Task goal = Reproduce the records that follow, substituting "nonzero winding rule" for every occurrence of "even-odd rule" and changing nothing else. Omit the pictures from your output.

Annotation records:
________
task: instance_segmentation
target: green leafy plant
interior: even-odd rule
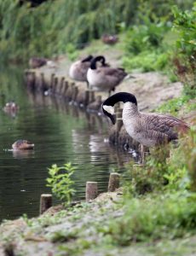
[[[184,93],[196,96],[196,2],[192,10],[173,7],[173,29],[178,33],[174,58],[176,73],[184,84]]]
[[[47,187],[51,187],[52,193],[66,204],[71,202],[75,193],[75,189],[72,189],[74,182],[71,179],[74,171],[75,167],[71,163],[66,163],[61,167],[53,165],[49,168],[50,177],[46,179]]]

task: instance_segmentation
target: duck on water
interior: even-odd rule
[[[115,124],[113,106],[124,102],[123,123],[127,133],[141,146],[153,147],[178,138],[179,132],[186,132],[190,126],[177,118],[153,113],[140,112],[133,94],[118,92],[102,104],[103,113]]]

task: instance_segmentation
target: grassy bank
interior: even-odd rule
[[[49,0],[32,8],[28,2],[20,5],[18,1],[5,0],[0,3],[1,59],[25,61],[32,55],[66,54],[70,48],[81,49],[103,33],[118,33],[133,25],[147,24],[147,17],[153,23],[161,19],[164,26],[168,26],[173,19],[173,4],[186,9],[193,3]]]

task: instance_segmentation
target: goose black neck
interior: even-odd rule
[[[85,59],[82,60],[82,62],[87,62],[87,61],[90,61],[93,59],[92,55],[89,55],[88,57],[86,57]]]
[[[128,92],[118,92],[112,95],[103,102],[103,105],[113,107],[117,102],[122,102],[124,103],[132,102],[135,106],[137,106],[135,96],[133,94]]]
[[[101,56],[101,55],[94,58],[91,61],[91,64],[90,64],[91,69],[96,69],[96,62],[97,61],[101,61],[102,63],[102,66],[104,66],[105,62],[106,62],[106,59],[104,58],[104,56]]]

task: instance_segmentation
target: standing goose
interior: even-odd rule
________
Solved exercise =
task: instance_segmentation
target: green leafy plant
interior: nonzero winding rule
[[[184,93],[196,96],[196,2],[192,10],[173,7],[173,29],[178,33],[174,58],[176,73],[184,84]]]
[[[47,187],[51,187],[52,193],[66,204],[71,202],[75,193],[75,189],[72,189],[74,182],[71,179],[74,171],[75,167],[71,163],[66,163],[61,167],[53,165],[49,168],[50,177],[46,179]]]

task: instance_segmentation
target: duck on water
interior: nonzero winding rule
[[[115,124],[113,106],[124,102],[123,123],[127,133],[141,146],[153,147],[178,138],[179,132],[186,132],[190,126],[177,118],[153,113],[140,112],[133,94],[118,92],[102,104],[103,113]]]

task: instance_segmentation
target: grassy bank
interior: nonzero winding rule
[[[49,0],[32,8],[28,2],[20,5],[18,1],[5,0],[0,3],[1,59],[25,61],[32,55],[66,54],[70,48],[81,49],[103,33],[118,33],[133,25],[147,24],[147,17],[153,23],[161,19],[164,26],[168,26],[173,19],[173,4],[186,9],[193,3]]]

task: instance_segmentation
target: goose black neck
interior: nonzero winding rule
[[[85,59],[82,60],[82,62],[87,62],[87,61],[90,61],[93,59],[92,55],[89,55],[88,57],[86,57]]]
[[[128,92],[118,92],[112,95],[103,102],[103,105],[113,107],[117,102],[122,102],[124,103],[132,102],[135,106],[137,106],[135,96],[133,94]]]
[[[101,56],[101,55],[94,58],[91,61],[91,64],[90,64],[91,69],[96,69],[96,62],[97,61],[101,61],[102,63],[102,66],[104,66],[105,62],[106,62],[106,59],[104,58],[104,56]]]

task: instance_segmentation
target: standing goose
interior: nonzero winding rule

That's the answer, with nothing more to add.